:: Supplied records ::
——

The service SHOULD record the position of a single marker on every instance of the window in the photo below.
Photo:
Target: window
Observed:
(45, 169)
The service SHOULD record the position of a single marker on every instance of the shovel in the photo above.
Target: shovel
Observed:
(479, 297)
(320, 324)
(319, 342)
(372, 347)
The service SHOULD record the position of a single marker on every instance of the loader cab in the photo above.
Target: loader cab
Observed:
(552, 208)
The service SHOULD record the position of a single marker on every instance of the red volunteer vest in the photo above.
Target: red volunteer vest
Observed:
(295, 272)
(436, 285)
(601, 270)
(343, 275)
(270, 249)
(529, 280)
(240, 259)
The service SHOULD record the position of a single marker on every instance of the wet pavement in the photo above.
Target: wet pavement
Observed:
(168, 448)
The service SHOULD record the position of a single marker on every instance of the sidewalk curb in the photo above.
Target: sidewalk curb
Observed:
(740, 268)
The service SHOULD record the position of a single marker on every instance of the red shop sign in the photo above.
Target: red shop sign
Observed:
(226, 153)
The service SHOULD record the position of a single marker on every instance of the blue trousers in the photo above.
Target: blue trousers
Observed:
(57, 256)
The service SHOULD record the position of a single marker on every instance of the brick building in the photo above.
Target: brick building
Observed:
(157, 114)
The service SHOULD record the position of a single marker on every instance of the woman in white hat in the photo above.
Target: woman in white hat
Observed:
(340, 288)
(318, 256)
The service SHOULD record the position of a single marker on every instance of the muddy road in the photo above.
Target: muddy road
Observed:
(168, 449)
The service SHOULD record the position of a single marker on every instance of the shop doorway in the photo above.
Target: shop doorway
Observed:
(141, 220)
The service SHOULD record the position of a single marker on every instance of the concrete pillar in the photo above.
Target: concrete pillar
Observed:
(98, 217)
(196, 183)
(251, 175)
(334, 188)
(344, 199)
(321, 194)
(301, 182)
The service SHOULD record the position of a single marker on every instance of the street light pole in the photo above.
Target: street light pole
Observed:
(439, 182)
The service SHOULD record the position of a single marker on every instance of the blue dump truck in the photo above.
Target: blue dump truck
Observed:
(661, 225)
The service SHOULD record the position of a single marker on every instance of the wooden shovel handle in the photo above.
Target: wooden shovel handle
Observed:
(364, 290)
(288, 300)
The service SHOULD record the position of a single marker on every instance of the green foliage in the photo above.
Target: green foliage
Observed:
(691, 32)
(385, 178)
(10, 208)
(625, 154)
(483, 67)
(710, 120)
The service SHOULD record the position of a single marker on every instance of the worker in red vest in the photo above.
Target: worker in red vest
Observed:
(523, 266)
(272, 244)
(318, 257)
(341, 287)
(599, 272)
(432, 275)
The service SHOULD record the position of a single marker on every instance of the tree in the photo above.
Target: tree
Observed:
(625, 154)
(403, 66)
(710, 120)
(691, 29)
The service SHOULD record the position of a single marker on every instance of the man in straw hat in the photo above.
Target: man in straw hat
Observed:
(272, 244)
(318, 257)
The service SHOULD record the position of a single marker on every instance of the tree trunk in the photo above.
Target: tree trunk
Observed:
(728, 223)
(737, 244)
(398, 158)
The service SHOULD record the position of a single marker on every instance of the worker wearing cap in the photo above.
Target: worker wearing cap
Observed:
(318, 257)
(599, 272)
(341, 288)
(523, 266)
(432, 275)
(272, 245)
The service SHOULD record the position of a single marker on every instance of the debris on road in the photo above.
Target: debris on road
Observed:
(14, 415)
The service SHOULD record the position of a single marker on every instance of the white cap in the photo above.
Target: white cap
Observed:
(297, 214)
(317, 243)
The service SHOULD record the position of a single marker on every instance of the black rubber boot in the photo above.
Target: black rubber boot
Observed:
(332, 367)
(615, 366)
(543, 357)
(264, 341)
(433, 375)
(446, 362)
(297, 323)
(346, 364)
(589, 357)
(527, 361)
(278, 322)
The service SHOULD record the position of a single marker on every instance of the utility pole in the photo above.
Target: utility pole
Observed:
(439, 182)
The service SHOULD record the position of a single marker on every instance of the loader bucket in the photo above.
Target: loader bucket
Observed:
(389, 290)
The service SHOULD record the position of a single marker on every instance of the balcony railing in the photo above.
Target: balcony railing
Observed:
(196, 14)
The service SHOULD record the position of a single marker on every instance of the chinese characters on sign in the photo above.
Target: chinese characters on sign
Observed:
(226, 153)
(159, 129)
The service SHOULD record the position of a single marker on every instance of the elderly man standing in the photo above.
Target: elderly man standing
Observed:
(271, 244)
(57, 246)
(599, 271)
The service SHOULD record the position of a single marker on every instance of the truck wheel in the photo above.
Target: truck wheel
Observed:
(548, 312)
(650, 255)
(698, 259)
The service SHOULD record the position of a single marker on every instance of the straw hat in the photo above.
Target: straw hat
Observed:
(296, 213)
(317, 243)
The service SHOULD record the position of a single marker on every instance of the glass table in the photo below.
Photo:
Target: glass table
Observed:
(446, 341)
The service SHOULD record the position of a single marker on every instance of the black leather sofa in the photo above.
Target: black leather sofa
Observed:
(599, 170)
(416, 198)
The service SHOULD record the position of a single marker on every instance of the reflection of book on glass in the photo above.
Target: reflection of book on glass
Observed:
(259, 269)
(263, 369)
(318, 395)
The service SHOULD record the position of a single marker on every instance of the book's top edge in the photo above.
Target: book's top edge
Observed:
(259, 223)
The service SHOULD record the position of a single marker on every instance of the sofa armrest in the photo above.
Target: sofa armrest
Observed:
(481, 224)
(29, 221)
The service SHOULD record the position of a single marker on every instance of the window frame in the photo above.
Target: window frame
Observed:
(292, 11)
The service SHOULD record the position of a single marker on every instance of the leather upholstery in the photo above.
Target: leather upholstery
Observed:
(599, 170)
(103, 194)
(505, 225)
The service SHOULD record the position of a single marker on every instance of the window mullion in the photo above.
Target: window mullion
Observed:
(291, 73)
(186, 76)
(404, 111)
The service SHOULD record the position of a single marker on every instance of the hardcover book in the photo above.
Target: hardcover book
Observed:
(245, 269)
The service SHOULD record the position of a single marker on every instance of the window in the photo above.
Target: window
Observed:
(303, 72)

——

:: Exercise goal ::
Write the material out again in its entirety, exactly as shown.

:: Output of the task ::
The service SHOULD record the position of a single marker on every instance of the window in the photo below.
Photo:
Target: window
Observed:
(45, 169)
The service SHOULD record the position of a single marker on every instance of the shovel in the photo above.
Target: shovel
Observed:
(479, 297)
(320, 324)
(319, 342)
(372, 347)
The service SHOULD record the position of a single marker on every instance of the loader cab in the photo above.
Target: loader cab
Observed:
(552, 208)
The service SHOULD record the position of a single marker on every instance of the red volunteer vest in the photo above.
Target: red volunteer vest
Observed:
(295, 272)
(436, 285)
(601, 270)
(343, 275)
(270, 249)
(529, 280)
(240, 259)
The service SHOULD record the position of a single marker on every instance of the wet pavement in the photo above.
Target: wet pavement
Observed:
(168, 448)
The service SHOULD record the position of a single marker on every instance of the sidewalk curb in the photo above.
Target: sidewalk curb
Observed:
(740, 268)
The service SHOULD record the position of a single marker on every instance of the red shop sign in the photo above.
Target: red shop sign
Observed:
(226, 153)
The service SHOULD record the position of a single marker on every instance of the blue trousers in the photo above.
Target: blue trousers
Observed:
(57, 256)
The service SHOULD record the position of a single marker on every instance of the brick building in the photo above.
Target: brick building
Observed:
(157, 114)
The service SHOULD record the position of a single marker on every instance of the woman in white hat in the photo above.
Target: woman in white hat
Observed:
(340, 288)
(318, 256)
The service SHOULD record the position of a single marker on every instance of the muddy road in the photo above.
Target: muddy road
Observed:
(168, 449)
The service SHOULD record the position of a single marker on every instance of the shop doorway in the photo above.
Target: shop doorway
Observed:
(141, 220)
The service SHOULD record the position of a single marker on every instance of the concrete pillar in the photo above.
Target: concrete pillar
Observed:
(98, 217)
(196, 183)
(251, 175)
(334, 188)
(344, 199)
(321, 194)
(301, 182)
The service SHOULD record the position of a single marker on every instance of the street light pole in the photo above.
Target: street light pole
Observed:
(439, 182)
The service SHOULD record the position of a single marker on every instance of the blue dump truck in the photo above.
Target: blue dump truck
Observed:
(661, 225)
The service SHOULD record the position of a single marker on every instance of the wooden shovel handle in the photo above.
Target: wooden shovel handle
Observed:
(364, 290)
(288, 300)
The service SHOULD record the position of a single marker on every instance of the green foliage in the photo above.
Target: green foliage
Observed:
(691, 32)
(385, 178)
(10, 208)
(625, 154)
(483, 67)
(710, 120)
The service SHOULD record the position of a single marker on every instance of the worker in red vest in the photo above.
Target: worker in red vest
Observed:
(523, 266)
(272, 244)
(318, 257)
(341, 287)
(599, 272)
(432, 275)
The service SHOULD record the position of a single marker on every instance of the tree in the photo above.
Target: tree
Observed:
(625, 154)
(403, 66)
(710, 120)
(691, 29)
The service SHOULD record the position of a single marker on every instance of the man in straw hat in the photo above.
Target: man in straw hat
Observed:
(272, 244)
(318, 257)
The service SHOULD record the position of a single marker on every instance of the tree trunk in the photo above.
Target: tree trunk
Observed:
(728, 223)
(737, 244)
(398, 158)
The service SHOULD record the position of a single marker on every instance of the worker wearing cap in the photo above.
Target: worker wearing cap
Observed:
(318, 257)
(599, 272)
(341, 288)
(523, 266)
(432, 275)
(272, 245)
The service SHOULD record the position of a single marker on every instance of the debris on road in the photo above.
Target: debris on road
Observed:
(14, 415)
The service SHOULD record the position of a single marker on every instance of the white cap in the photo above.
Target: white cap
Observed:
(297, 214)
(317, 243)
The service SHOULD record the position of a single marker on every instance of the black rubber boot in the photo above.
Target: black rubber boot
Observed:
(332, 367)
(615, 366)
(543, 357)
(264, 341)
(433, 375)
(446, 362)
(297, 323)
(346, 364)
(589, 357)
(527, 361)
(278, 322)
The service SHOULD record the position of a single marker on every instance of the utility pole in the photo above.
Target: utility pole
Observed:
(439, 182)
The service SHOULD record the position of a single marker on every instance of the loader bucket in the photo above.
Target: loader bucket
Observed:
(389, 290)
The service SHOULD record the position of a single marker on every instance of the balcony railing in the photo above.
Target: balcony railing
Observed:
(196, 14)
The service SHOULD record the position of a single marker on every instance of the chinese characters on sign in the photo above.
Target: chinese characters on sign
Observed:
(226, 153)
(159, 129)
The service SHOULD record the position of a single marker on every instance of the elderly man standing in the photo above.
Target: elderly man standing
Observed:
(271, 244)
(57, 246)
(599, 271)
The service SHOULD record the position of a single marker on every instance of the truck wheel in the photo above.
Target: truck wheel
Observed:
(548, 312)
(650, 255)
(698, 259)
The service SHOULD record the position of a single marker on every instance of the straw hat in the photo above.
Target: straw hat
Observed:
(296, 213)
(317, 243)
The service SHOULD record the position of a single marker on every instance of the glass table in the photo below.
Photo:
Target: glass table
Observed:
(446, 341)
The service SHOULD record the position of a single marker on every instance of the black leather sofa in the photo above.
Target: black leather sofa
Observed:
(599, 170)
(416, 198)
The service SHOULD record the position of a single marker on every instance of the reflection of book on glass in the photo above.
Target: reflection of book on glass
Observed:
(259, 269)
(263, 369)
(318, 395)
The service SHOULD record the position of a single marker on every instance of the book's top edge in the photo above.
Target: book's top edge
Observed:
(259, 223)
The service SHOULD record the position of a single marker on every instance of the sofa armrest in the photo above.
Target: sofa armrest
Observed:
(481, 224)
(29, 221)
The service SHOULD record the position of a single marker on every instance of the window frame in the photo above.
Target: window frame
Observed:
(292, 11)
The service SHOULD record the position of a single marker on every instance of the leather upholstery in the photo above.
Target: leather upholstery
Observed:
(599, 170)
(103, 194)
(505, 225)
The service SHOULD record the position of a single marker on every instance of the window mullion in the photo above.
Target: window mullion
Observed:
(291, 73)
(186, 76)
(404, 111)
The service SHOULD record the position of a single marker on every instance of the hardcover book in the photo above.
Target: hardcover book
Observed:
(245, 269)
The service SHOULD record the position of a single marker on every instance of the window in the photo above.
Target: window
Observed:
(303, 72)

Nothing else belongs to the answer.